>> Begin
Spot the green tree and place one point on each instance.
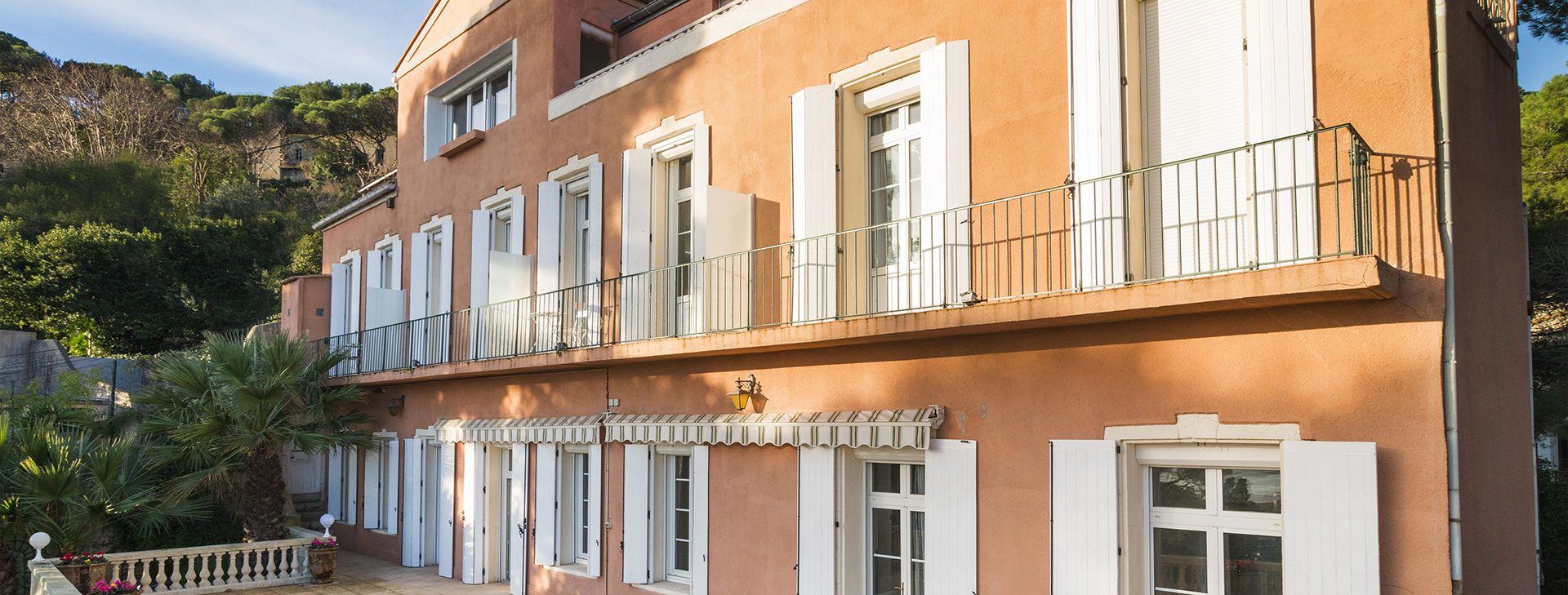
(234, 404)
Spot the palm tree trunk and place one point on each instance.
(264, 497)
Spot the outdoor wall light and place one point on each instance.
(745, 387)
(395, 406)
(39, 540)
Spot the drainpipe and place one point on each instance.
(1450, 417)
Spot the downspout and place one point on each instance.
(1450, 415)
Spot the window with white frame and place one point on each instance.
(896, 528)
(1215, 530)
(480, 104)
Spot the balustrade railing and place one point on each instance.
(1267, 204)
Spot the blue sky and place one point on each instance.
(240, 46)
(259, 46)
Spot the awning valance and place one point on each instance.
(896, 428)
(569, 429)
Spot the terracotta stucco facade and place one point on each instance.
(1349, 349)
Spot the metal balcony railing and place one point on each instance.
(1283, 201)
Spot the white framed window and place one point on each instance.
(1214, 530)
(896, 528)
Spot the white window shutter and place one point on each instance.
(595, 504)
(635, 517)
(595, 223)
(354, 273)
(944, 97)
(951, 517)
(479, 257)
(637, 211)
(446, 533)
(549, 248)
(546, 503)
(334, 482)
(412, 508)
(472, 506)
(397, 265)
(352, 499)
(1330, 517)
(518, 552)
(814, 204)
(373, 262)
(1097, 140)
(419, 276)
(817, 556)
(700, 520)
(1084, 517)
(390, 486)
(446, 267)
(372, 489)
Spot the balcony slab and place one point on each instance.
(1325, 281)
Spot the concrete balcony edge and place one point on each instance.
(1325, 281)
>> End
* _Exercise objective_: Rewrite every line above, putting "Locate" wherever "Spot" appears and keeping everything else the same. Leave the pictures out of your answer.

* _Reply_:
Locate the green tree and place one point on each instance.
(234, 404)
Locate the palm tree trunk and place one point on each instance.
(264, 497)
Locate the outdoor wall light and place one point on each instance.
(745, 387)
(395, 406)
(39, 540)
Locate the drainpipe and place one point on each instance.
(1450, 417)
Locate the downspout and place one point on each instance.
(1450, 415)
Locate the window with white frame and place one point on each instance.
(896, 528)
(1215, 530)
(480, 104)
Locate the balustrade railing and place one point on each instance.
(1267, 204)
Locate the blue sky and place one point on each instance.
(240, 46)
(259, 46)
Locate the awning valance and place one point on each instance.
(896, 428)
(569, 429)
Locate the terracotta stucco facade and place one point on each instance.
(1349, 349)
Locate the metal balcony railing and place one point on each instance.
(1283, 201)
Locate the white framed window and place one point on each instance.
(1214, 530)
(896, 528)
Locate the white window shutter and place one point on each instance.
(595, 504)
(635, 517)
(595, 223)
(354, 273)
(944, 97)
(951, 517)
(479, 257)
(637, 211)
(446, 533)
(549, 248)
(546, 503)
(334, 482)
(412, 508)
(472, 506)
(397, 265)
(352, 499)
(1330, 517)
(518, 552)
(814, 204)
(373, 262)
(1097, 140)
(419, 276)
(817, 556)
(700, 520)
(1084, 517)
(390, 486)
(446, 267)
(372, 489)
Locate the balcony slab and place one point on each instance.
(1325, 281)
Locate the concrete balcony edge and place one point on each instance.
(1325, 281)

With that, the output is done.